__WHAT TO DO__: Give the data below as a JSON list of strings, with one string for each line and any blank lines left out.

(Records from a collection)
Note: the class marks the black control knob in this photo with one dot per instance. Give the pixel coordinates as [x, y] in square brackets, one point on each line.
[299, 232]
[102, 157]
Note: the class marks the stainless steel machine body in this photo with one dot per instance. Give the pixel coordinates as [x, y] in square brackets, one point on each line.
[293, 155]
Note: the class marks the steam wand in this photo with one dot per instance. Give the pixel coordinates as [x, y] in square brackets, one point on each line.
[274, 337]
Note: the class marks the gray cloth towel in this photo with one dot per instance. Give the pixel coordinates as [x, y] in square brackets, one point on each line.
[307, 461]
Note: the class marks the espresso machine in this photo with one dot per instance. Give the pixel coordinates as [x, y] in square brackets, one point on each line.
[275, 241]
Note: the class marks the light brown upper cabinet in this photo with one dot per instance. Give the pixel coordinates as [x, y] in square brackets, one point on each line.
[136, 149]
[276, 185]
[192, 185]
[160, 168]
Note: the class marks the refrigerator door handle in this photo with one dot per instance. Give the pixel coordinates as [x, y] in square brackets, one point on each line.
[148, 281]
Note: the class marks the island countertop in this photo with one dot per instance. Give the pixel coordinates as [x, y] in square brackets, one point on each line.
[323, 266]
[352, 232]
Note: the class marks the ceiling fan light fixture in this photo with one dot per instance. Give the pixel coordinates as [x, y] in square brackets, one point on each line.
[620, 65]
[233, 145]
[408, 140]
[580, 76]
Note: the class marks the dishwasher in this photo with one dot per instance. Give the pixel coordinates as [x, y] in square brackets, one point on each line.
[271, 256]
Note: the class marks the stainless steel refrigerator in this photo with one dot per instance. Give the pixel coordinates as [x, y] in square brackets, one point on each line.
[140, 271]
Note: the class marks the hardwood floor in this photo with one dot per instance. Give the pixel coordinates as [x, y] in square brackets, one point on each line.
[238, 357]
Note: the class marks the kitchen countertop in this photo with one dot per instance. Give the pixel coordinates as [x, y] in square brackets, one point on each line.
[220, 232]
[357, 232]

__ANSWER TO THIS TASK__:
[
  "Note: the class marks the black control knob in this photo with one dot per instance. Give the pixel coordinates as [x, y] in square brackets, one point on each line.",
  "[299, 232]",
  "[102, 157]",
  "Note: the class marks the stainless steel machine body in this photo with one dot per instance. Give the pixel coordinates as [x, y] in square brackets, one point on each line.",
  "[293, 155]",
  "Note: the class marks the steam wand in this photo with one dot per instance. Give the pixel coordinates as [x, y] in square brackets, one point on each line.",
  "[274, 337]",
  "Note: the class marks the gray cloth towel in this photo with one dot per instance. Give the pixel coordinates as [x, y] in square brackets, one point on each line.",
  "[307, 461]",
  "Note: the class marks the espresso machine in this photo with one dot per instance. Give the pixel coordinates as [x, y] in square brackets, one point on each line.",
  "[275, 241]",
  "Note: the class marks the light brown upper cabinet in this photo with one dot per instance. Give the pixel coordinates as [x, y] in square brackets, one point on each line.",
  "[136, 149]",
  "[276, 185]",
  "[192, 185]",
  "[160, 168]",
  "Note: the class marks the refrigerator door handle in this photo with one dot per instance. Give the pixel coordinates as [x, y] in square brackets, one point on each line.",
  "[148, 281]",
  "Note: the class marks the island countertop in this photo with one dot per instance. Give the pixel coordinates as [x, y] in square brackets, one point on each line.",
  "[323, 266]",
  "[352, 232]",
  "Note: the class marks the ceiling fan light fixture in this photo with one dot per instance. Give the pixel coordinates as [x, y] in square brackets, one point on each line.",
  "[620, 65]",
  "[233, 145]",
  "[408, 140]",
  "[580, 76]",
  "Note: the class marks the dishwasher in this photo with one dot per instance. Give the pixel coordinates as [x, y] in square brackets, one point on each line.",
  "[271, 256]",
  "Note: the class marks the stainless steel refrigerator in this photo with one dot per instance. Give the pixel coordinates as [x, y] in square brackets, one point on each line.",
  "[140, 271]",
  "Note: the class marks the hardwood floor in this photo with one dot per instance. Give the pixel coordinates as [x, y] in square brackets, one point on each line.",
  "[238, 357]",
  "Note: the class marks the kitchen countertop in this photo with one dot per instance. Give the pixel coordinates as [x, y] in square brackets, one point on each line.",
  "[220, 232]",
  "[357, 232]"
]